____ Rows
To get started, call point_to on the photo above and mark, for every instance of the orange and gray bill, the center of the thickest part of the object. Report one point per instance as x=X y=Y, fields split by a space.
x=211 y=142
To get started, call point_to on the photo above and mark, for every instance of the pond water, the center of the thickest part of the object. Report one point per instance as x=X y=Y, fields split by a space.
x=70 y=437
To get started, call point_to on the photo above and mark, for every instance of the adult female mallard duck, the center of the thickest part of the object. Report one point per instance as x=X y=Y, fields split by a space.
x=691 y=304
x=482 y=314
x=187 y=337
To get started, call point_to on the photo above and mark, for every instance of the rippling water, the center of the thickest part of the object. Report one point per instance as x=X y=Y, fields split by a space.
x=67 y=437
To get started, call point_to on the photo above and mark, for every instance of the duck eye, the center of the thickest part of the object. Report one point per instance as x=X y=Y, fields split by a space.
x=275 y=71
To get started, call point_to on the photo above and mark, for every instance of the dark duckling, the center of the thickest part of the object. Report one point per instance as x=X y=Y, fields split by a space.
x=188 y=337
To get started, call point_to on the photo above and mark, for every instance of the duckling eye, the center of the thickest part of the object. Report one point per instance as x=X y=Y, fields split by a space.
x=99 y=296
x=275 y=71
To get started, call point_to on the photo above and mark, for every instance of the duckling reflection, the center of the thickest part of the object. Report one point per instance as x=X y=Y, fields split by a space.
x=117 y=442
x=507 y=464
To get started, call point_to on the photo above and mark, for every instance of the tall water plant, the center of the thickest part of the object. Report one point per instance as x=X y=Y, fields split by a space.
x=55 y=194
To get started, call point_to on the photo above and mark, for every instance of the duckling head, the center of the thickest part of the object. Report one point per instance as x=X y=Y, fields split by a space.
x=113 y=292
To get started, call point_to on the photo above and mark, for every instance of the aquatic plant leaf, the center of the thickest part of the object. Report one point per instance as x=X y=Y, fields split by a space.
________
Required work: Write out every record above word for word, leaving each line unchanged.

Output for this task:
To get started, call point_to on the photo above and mark, for every instance of the orange and gray bill, the center of the thickest part of the object. Report one point per instance as x=X y=Y, fields split by a space.
x=211 y=142
To get started, call point_to on the photo above and mark, for every instance of the pond water, the center of the thickest part of the object. Report one point per instance as x=X y=Y, fields split by a space.
x=70 y=437
To get started, call point_to on the photo above and mark, for every instance of the adult female mallard duck, the center of the thickest part of the object. Report one point per instance as x=X y=Y, fields split by a space.
x=691 y=304
x=482 y=314
x=187 y=337
To get started, call point_to on the photo above and mark, for every instance of the rippling water, the center of the thickest part of the object. Report one point per instance as x=X y=Y, fields split by a space.
x=67 y=437
To get started, call point_to on the photo above and mark, for every instance of the duck eye, the center of the thickest part of the object. Report one point per instance as x=X y=Y, fields split by a space.
x=275 y=71
To get started, call point_to on the photo above and mark, for every instance of the dark duckling, the center of the thickest part of the object. Report one point per instance as x=X y=Y, fields split by a space.
x=188 y=337
To get started, call point_to on the photo above and mark, for every instance of the duckling eye, the center of the thickest part of the object. Report one point per instance as x=X y=Y, fields split by a space.
x=99 y=296
x=275 y=71
To get started, call point_to on the photo above and mark, for every instance of the duckling reflection, the center of the thickest part of the object. Report one point per instance as x=X y=Y, fields split by a space.
x=117 y=442
x=507 y=464
To get started, call point_to on the photo above and mark, for every instance of the tall water plant, the center of the thickest part of the object. Report one point per instance as x=X y=Y, fields split by a space.
x=55 y=194
To get started, call point_to on the photo above and mark, for every instance of the duckling head, the center of the thickest part of the object. Report one point per instance as x=X y=Y, fields split by a space.
x=113 y=292
To get started, call point_to on the photo above and mark, for every instance of the aquatic plant leaf, the center of the thickest part of the object. Report one point per instance as x=X y=Y, fields split by a space.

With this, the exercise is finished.